Exercise instructions: An exact reproduction of each record is required.

Data records:
=== Begin Enclosure ===

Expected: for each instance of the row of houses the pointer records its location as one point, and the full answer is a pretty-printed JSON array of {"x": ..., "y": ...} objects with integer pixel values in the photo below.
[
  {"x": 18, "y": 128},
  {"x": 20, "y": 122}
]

=== End Enclosure ===

Your response:
Expected: for each instance of the row of houses the pointer records its location as one point, and the full answer is a pretty-printed JSON array of {"x": ..., "y": ...} objects with integer pixel values in the photo below.
[
  {"x": 18, "y": 128},
  {"x": 20, "y": 122}
]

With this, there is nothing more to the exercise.